▸ **Set exercise**
Write out the records below word for word, starting at their first line and ending at the line that contains "0,241,388,382", with both of those lines included.

▸ **Data extract**
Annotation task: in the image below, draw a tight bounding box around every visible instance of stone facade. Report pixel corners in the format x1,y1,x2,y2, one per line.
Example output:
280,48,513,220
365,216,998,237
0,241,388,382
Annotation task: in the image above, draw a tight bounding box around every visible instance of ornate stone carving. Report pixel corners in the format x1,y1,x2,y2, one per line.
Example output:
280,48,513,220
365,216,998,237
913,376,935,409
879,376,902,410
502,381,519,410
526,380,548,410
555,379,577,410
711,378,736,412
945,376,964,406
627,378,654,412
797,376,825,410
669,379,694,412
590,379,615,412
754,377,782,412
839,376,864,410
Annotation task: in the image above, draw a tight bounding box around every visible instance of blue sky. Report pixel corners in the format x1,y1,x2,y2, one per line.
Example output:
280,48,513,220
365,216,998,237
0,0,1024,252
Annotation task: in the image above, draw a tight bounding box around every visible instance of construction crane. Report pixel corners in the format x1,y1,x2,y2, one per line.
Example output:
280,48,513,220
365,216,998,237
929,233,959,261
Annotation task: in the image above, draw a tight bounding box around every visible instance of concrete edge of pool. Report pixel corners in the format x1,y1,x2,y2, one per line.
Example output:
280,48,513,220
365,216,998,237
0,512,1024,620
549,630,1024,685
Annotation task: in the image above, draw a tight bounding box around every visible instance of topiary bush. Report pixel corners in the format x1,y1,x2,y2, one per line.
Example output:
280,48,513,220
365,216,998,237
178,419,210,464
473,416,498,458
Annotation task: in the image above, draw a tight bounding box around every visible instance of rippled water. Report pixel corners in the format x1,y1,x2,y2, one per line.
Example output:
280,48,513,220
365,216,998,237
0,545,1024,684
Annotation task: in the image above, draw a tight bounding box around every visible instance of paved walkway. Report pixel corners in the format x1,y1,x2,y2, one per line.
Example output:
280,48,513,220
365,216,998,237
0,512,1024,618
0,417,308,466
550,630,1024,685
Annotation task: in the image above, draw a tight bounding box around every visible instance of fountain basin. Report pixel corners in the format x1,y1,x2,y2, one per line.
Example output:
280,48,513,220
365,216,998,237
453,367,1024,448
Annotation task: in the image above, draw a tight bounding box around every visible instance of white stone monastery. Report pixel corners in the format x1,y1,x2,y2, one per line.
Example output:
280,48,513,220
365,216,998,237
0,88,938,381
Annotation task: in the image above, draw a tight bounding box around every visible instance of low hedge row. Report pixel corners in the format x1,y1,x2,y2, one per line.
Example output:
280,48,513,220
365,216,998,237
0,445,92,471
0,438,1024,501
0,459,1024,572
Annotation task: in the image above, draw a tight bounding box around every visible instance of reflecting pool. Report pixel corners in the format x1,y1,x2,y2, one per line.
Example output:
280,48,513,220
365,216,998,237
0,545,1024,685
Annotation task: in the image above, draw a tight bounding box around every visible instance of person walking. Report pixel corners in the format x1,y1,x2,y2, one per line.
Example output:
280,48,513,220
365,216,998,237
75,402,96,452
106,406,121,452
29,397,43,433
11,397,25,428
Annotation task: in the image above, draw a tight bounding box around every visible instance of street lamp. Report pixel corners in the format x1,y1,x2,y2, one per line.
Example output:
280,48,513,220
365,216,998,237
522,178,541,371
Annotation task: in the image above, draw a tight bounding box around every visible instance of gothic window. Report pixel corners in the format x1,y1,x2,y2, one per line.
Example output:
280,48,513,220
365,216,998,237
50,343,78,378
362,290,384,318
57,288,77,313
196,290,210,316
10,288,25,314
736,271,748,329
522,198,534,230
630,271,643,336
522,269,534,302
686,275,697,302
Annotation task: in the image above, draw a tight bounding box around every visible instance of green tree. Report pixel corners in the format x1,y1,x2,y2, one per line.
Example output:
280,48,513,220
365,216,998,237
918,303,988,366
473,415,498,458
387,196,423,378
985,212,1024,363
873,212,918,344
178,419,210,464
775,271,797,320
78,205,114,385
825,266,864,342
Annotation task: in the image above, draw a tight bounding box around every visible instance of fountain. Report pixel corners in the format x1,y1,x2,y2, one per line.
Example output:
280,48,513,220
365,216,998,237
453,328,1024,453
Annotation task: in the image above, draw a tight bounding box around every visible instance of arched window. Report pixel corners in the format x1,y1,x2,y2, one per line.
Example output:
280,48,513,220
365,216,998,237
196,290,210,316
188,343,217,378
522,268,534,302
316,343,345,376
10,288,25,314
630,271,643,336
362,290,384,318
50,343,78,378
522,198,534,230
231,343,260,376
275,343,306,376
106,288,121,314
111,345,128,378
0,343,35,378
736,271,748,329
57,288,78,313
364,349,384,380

▸ **In response**
Annotation task: in the image below, draw a tight bounding box around every visible instance of stone facade. Report pixel corners in the format x1,y1,x2,y2, one per line.
Example output:
280,48,513,220
365,216,998,237
0,241,388,382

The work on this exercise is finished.